STATED GOAL » Copy the listing from the line holding "Target: woman's hand" through the end of the listing, inclusive, keeping every line, and shift each x and y coordinate in the answer points by -14.
_ _ _ _ _
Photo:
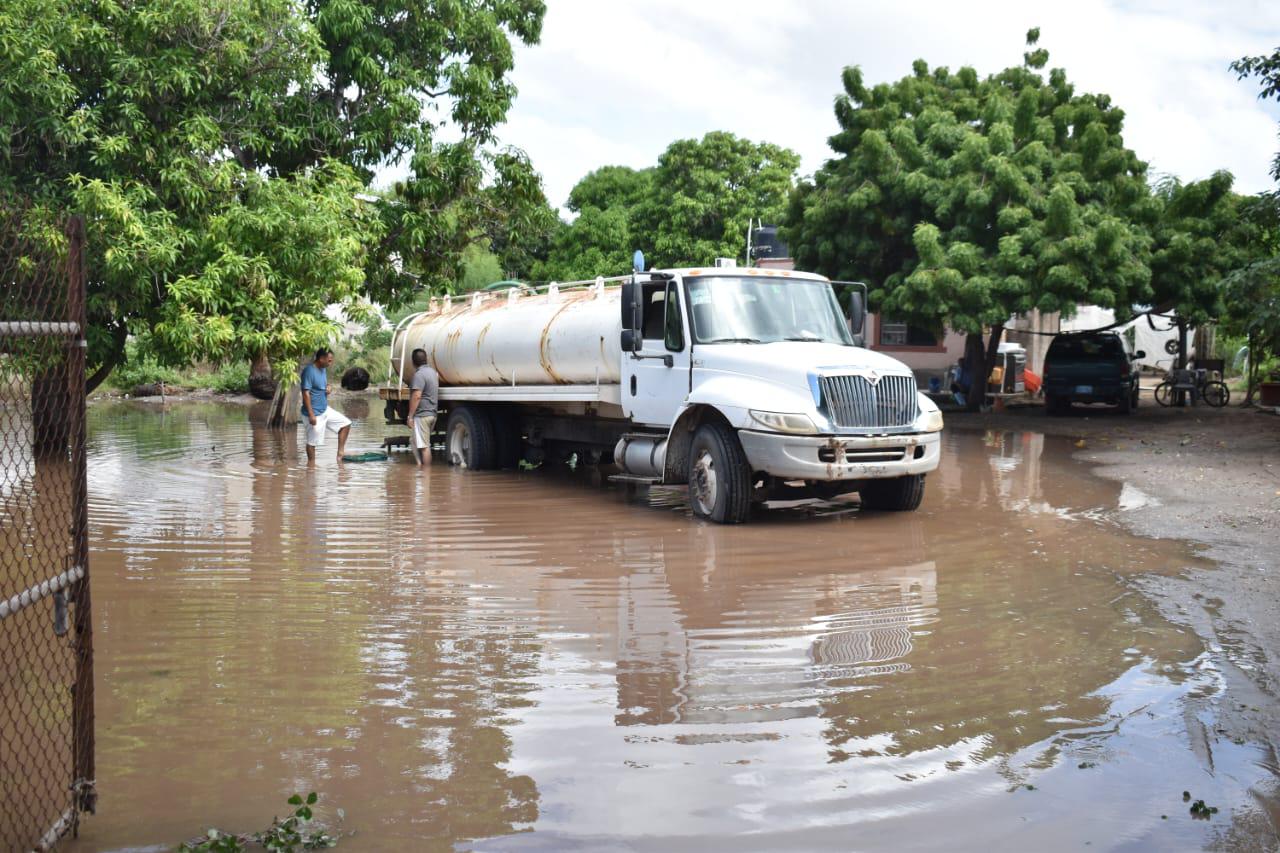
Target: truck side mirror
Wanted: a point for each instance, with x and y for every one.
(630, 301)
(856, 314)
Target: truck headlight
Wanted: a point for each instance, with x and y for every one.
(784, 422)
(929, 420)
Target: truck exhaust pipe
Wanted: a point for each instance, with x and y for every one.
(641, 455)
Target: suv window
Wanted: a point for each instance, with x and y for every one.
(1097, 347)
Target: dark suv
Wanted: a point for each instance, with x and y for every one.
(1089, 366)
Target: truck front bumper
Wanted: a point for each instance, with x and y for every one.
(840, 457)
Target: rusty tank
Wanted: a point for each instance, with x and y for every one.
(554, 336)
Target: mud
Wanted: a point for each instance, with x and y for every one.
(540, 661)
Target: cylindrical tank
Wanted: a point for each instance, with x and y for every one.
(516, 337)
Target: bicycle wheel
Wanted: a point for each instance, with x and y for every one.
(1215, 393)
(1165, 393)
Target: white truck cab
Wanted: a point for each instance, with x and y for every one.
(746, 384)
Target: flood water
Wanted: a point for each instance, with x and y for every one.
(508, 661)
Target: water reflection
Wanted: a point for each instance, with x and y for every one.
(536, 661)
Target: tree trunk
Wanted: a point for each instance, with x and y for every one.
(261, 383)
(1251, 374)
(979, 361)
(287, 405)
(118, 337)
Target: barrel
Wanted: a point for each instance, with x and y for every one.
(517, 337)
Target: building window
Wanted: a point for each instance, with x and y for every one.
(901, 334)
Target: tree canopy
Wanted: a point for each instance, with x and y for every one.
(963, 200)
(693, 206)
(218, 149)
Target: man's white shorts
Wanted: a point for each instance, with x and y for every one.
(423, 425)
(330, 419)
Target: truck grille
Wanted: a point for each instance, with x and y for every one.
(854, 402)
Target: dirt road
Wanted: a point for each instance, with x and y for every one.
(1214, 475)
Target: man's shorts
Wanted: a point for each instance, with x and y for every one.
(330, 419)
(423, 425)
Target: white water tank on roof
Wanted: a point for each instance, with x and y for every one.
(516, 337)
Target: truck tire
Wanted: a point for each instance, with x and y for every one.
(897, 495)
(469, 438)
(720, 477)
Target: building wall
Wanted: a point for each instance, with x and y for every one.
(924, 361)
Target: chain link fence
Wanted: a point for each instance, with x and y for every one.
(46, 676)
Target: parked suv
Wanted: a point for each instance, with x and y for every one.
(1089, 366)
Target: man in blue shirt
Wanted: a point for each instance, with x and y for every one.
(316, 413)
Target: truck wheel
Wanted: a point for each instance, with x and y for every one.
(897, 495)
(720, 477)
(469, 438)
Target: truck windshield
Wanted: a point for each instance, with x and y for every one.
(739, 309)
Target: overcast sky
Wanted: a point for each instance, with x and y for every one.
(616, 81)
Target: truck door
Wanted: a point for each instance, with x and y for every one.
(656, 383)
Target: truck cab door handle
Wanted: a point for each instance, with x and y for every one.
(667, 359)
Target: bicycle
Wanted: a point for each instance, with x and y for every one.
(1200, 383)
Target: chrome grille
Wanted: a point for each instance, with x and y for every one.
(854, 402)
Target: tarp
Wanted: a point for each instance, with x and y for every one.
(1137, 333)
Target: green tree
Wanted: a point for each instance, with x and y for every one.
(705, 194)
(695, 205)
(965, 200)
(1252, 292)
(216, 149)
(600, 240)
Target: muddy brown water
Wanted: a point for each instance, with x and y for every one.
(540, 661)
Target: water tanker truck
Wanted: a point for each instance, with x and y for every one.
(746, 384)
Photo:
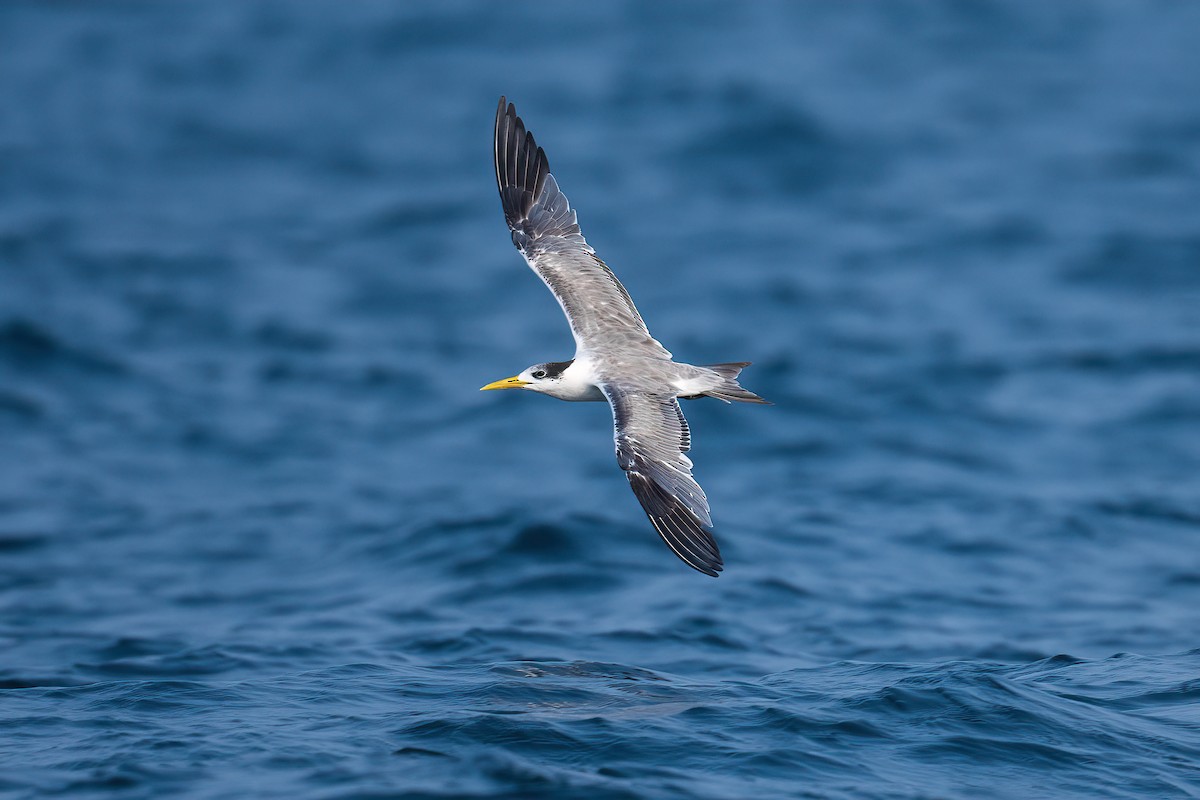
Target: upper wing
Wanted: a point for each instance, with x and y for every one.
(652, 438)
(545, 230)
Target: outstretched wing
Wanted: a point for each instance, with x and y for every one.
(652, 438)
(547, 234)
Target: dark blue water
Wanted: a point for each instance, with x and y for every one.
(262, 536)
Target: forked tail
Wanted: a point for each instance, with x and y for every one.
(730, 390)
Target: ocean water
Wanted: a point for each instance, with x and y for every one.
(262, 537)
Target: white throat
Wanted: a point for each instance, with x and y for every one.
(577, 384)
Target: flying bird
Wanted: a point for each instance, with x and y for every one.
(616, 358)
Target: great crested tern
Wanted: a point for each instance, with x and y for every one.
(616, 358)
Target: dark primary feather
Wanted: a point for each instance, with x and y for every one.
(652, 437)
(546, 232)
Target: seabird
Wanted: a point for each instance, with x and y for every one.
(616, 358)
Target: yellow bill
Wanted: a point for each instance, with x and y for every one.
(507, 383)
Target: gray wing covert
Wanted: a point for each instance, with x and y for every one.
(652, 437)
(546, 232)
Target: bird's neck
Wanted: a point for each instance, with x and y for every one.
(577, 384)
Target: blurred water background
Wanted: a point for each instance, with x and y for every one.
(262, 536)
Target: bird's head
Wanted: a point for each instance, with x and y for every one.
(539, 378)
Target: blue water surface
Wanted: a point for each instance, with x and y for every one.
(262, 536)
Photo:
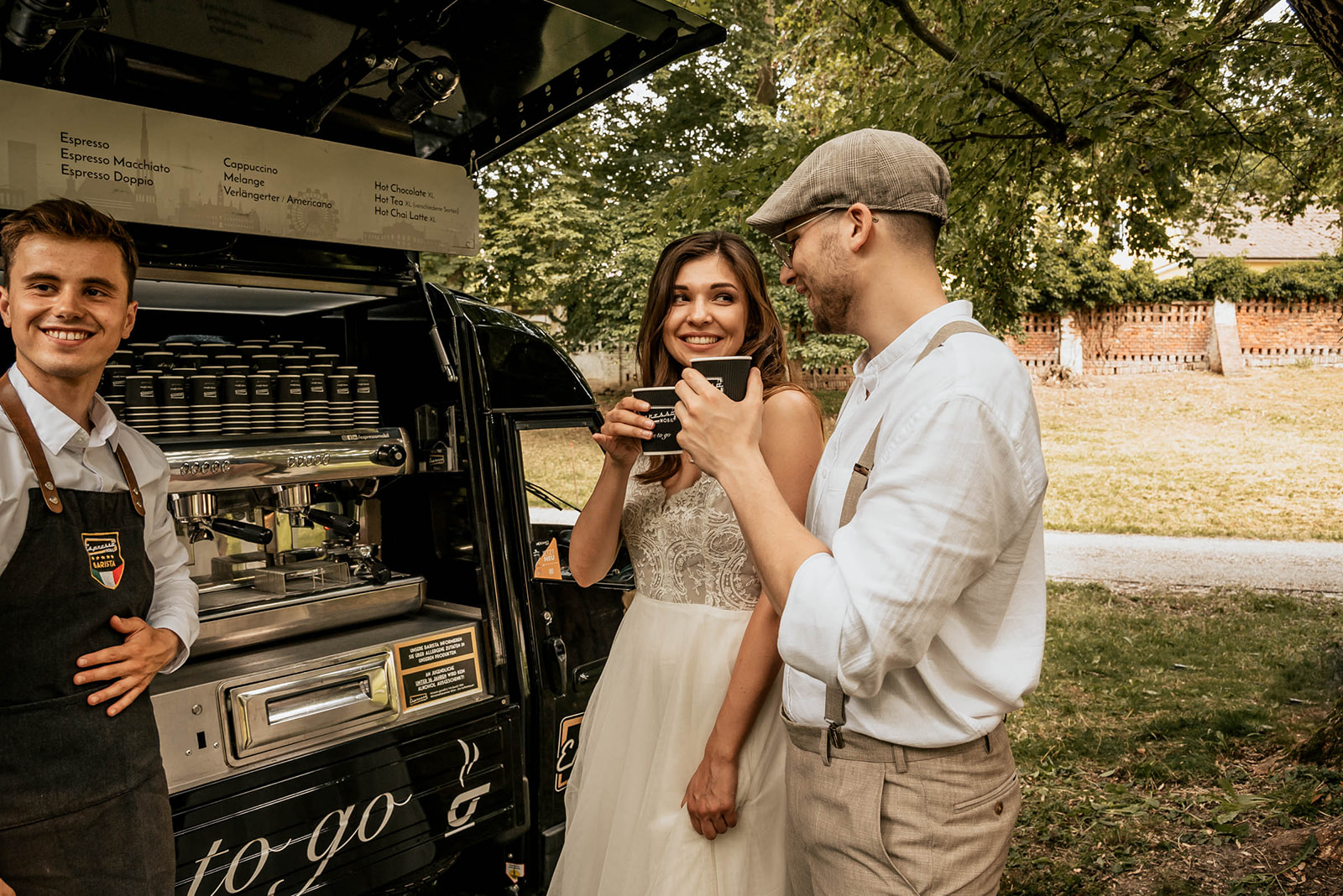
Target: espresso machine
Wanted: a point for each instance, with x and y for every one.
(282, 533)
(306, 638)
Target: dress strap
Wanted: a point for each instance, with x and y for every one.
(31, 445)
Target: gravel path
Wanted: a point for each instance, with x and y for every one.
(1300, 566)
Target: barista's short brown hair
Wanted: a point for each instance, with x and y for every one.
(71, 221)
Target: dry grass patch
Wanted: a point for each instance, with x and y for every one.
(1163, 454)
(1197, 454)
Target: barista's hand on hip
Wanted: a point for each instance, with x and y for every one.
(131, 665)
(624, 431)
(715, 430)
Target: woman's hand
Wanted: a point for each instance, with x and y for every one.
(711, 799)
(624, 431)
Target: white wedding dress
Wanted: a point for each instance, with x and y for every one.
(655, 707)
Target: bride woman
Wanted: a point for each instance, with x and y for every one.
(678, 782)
_ _ _ _ _
RESPONSE TO THIS TASK »
Target: woman's hand
Wanted: a point for each instance, with x and y for every one.
(697, 785)
(610, 417)
Target: white wedding dress
Wanted: a point for each instance, with x and y for every one.
(641, 693)
Target: bride woman
Wanted: a point for each instance, with x and y for every one.
(664, 768)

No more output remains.